• **Consignes**
1. D'après le texte sur le Rhône, pendant quelles années le projet GOUVRHÔNE a-t-il été mené ?
2. Reprenez le texte sur le Rhône à la suite de sa dernière phrase et poursuivez-le.

• **Document**
--*--
Pendant trois ans, de 2012 à 2015, des chercheurs de l’Université de Genève avaient mené un projet (GOUVRHÔNE) qui avait pour ambition d’analyser la manière dont le Rhône était alors géré sur sa partie franco-suisse, du Léman aux portes de Lyon, et de proposer aux décideurs publics et privés divers scénarios pour une éventuelle gouvernance commune et durable de cette portion du fleuve. À l’époque, aqueduc.info s’était régulièrement fait l’écho de l’avancée de leurs recherches [1]. Aujourd’hui, les deux principaux acteurs de ces travaux initiés sous l’égide de l’Institut des sciences de l’environnement, Géraldine Pflieger et Christian Bréthaut, respectivement directrice et professeur assistant, publient (en anglais) l’essentiel de leurs conclusions [2] dont, de part et d’autre de la frontière, devraient pouvoir s’inspirer politiques et gestionnaires dans l’intérêt des usagers et riverains du fleuve franco-suisse.
Cet ouvrage s’articule autour des trois questions-clés que se sont d’emblée posées les chercheurs et qui leur ont servi de base de travail :
– Comment la gouvernance transfrontalière du Rhône a-t-elle évolué au cours du temps quand on sait que, pendant des décennies, ce fleuve était essentiellement regardé comme un outil de production d’énergie ? quels types de relations entretiennent entre eux les différents acteurs impliqués dans sa gestion ?
– Si l’on compare et analyse les différents modèles de gouvernance d’un fleuve transfrontalier, que peut-on dire de leurs atouts et de leurs faiblesses ? Dans quelle mesure la diversité des réponses apportées dépend-elle des contextes régionaux, des choix politiques et des orientations stratégiques ?
– A la lumière des expériences internationales, quels scénarios réalistes peut-on imaginer et développer de manière à susciter de nouvelles formes de coordination et de gouvernance transfrontalières entre les acteurs politiques et les utilisateurs du fleuve ?
--*--
• **Données recueillies**
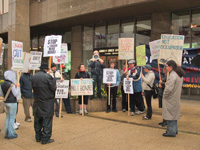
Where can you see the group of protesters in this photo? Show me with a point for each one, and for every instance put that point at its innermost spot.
(38, 91)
--*--
• **Réponses rédigées**
1. De 2012 à 2015.

2.
Pas de scénario idéal
Aux termes de leur analyse, Christian Bréthaut et Géraldine Pflieger n’avancent aucun scénario idéal capable de répondre à tous les problèmes posés par la gestion transfrontalière du Rhône, mais proposent une base de réflexion et une gamme d’options pouvant elles-mêmes se décliner en diverses combinaisons possibles et selon des rythmes différents.
Sur les neuf scénarios élaborés sur la base de trois modèles bien distincts de gestion fluviale - Rhin (mode intégré et centralisé), Danube (décentralisé et monofonctionnel), et Columbia, en Amérique du Nord (décentralisé et polycentrique) - les chercheurs en soulignent deux qui selon eux "se distinguent clairement par la force de leurs capacités de gouvernance", à savoir :
– une autorité binationale du bassin du Rhône, c’est-à-dire un organe permanent franco-suisse doté de personnalité juridique et d’autonomie financière, jouant le rôle d’autorité de surveillance, d’encadrement et d’arbitrage des différents secteurs d’activité liés au fleuve (énergie, irrigation, eau potable, pêche, navigation, etc.), bref un mode de gestion de haute compétence ;
– une commission internationale pour la protection et la gestion du Rhône : elle aussi dotée de personnalité juridique et d’autonomie financière, mais d’une moindre capacité de pilotage et d’arbitrage, elle serait articulée autour d’un secrétariat permanent chargé de la coordination de ses différentes politiques en collaboration avec toutes les parties prenantes pour mettre en œuvre divers programmes d’action communs.
Les chercheurs assortissent toutefois leurs conclusions de mises en garde : d’une part, une structure de grande envergure peut présenter un risque d’inertie et il vaudrait mieux alors privilégier un système peut-être moins intégré mais nettement plus flexible ; d’autre part, la mise en œuvre d’institutions très structurées peut entraîner d’importantes dépenses d’investissement et des coûts élevés de fonctionnement.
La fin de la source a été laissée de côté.